● **EXCERPT TO READ**:
These are two problems... the variance for each is calculated differently (Var(X) + Var(X) / a²Var(X))

Problem 1 The times of four athletes for the 400m are each distributed normally with a mean of 47 seconds and standard dev. of 2 secs. The four athletes are to compete in a 4 X 400 m relay race. Find the probability that their total time is less then 3 mins.

Problem 2 The capacities of small bottles of perfume are distributed normally with a mean of 50 ml and SD 3 ml. The capacities of large bottles of the same perfume are distributed with a mean of 80 ml and SD of 5 ml. Find the probability that the total capacity is of 3 small bottles is greater than the total capacity of 2 large bottles.

So I already got the answers, BUT with trial and error. I don't understand why I should apply a²Var(X) for problem 2 and Var(X) + Var(X)
for problem 1. Is it because in problem 2 there is a comparison? I don't see how its different since there are mutiple athletes with the same variance... and this case there are multiple bottles with the same variance.

*I'm actually considering a degree course in Math next year! =S

ehild · Jul 6, 2010

I do not see any c*x-type variable in these problems. But these problems are of different type than your previous problem was. I have to look after.
By the way, probability theory is very difficult.

ehild

vela · Jul 6, 2010

Sounds like you did problem 2 incorrectly.

Perhaps an example would help illustrate the difference between the two cases:

Say you had two bottles and the volume of each one is represented by its own random variable, described by the same distribution f(X). Say X₁ is the volume of liquid in the first bottle and X₂ is the volume of liquid in the second bottle. The combined volume Y=X₁+X₂ would have a variance var(Y)=var(X₁)+var(X₂)=2var(X).

In contrast, you use a²Var(X) when you're simply rescaling one random variable. So if you were talking about Z=2X₁, which would represent twice the volume of bottle 1, you'd have var(Z)=var(2X₁)=2²var(X).

Both mean(Y)=mean(X₁)+mean(X₂) and mean(Z)=mean(2X₁) are equal to 2⋅mean(X), but they stand for different quantities. You can see Z can not be the total volume of the two bottles because it doesn't include any information about the second bottle. Your mistake in solving the original problem was using a quantity like Z instead of one like Y for the total thickness of the plywood.

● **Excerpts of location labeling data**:
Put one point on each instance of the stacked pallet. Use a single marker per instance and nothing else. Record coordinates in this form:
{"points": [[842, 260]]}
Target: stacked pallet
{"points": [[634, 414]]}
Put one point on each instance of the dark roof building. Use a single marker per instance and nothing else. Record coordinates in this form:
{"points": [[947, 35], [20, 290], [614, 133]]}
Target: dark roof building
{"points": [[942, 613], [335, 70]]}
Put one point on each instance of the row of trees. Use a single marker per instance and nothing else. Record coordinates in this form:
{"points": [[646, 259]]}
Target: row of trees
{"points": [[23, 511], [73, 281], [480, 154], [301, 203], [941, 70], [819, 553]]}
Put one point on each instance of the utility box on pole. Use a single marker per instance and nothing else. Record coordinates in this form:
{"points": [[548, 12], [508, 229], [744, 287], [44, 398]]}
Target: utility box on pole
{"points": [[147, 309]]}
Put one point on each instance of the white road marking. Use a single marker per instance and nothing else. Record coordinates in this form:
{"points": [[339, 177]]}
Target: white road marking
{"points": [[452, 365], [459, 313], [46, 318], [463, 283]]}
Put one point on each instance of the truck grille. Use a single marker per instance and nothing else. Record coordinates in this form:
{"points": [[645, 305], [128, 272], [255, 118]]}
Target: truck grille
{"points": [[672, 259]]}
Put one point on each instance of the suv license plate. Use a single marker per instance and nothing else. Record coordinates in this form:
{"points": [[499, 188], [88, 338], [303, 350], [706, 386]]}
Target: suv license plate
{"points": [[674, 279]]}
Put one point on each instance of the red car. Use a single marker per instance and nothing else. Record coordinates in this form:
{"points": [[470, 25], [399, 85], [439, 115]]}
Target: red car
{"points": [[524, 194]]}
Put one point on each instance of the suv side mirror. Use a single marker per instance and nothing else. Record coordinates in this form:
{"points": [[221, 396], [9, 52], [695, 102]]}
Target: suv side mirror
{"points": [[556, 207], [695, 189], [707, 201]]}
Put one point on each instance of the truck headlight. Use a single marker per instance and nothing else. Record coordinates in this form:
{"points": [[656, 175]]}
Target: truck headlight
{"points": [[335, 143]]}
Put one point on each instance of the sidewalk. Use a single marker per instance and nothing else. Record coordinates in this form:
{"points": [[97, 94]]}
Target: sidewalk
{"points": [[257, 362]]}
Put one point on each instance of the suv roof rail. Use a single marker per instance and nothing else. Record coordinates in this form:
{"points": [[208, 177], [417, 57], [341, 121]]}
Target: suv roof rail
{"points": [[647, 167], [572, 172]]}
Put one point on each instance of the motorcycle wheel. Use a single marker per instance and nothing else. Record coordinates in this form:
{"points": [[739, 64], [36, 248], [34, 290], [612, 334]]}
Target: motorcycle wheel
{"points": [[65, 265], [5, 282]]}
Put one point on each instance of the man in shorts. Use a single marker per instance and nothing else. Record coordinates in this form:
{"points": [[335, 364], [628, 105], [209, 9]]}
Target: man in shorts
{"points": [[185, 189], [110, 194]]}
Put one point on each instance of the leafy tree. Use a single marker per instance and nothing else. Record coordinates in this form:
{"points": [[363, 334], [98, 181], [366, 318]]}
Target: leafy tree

● **WHAT YOU WILL DO**: According to the forum thread, what mean and standard deviation describe each athlete's time for the 400m? The items come from a separate source and are unrelated to the forum thread.

● **TASK OUTPUT**: A mean of 47 seconds and a standard deviation of 2 seconds.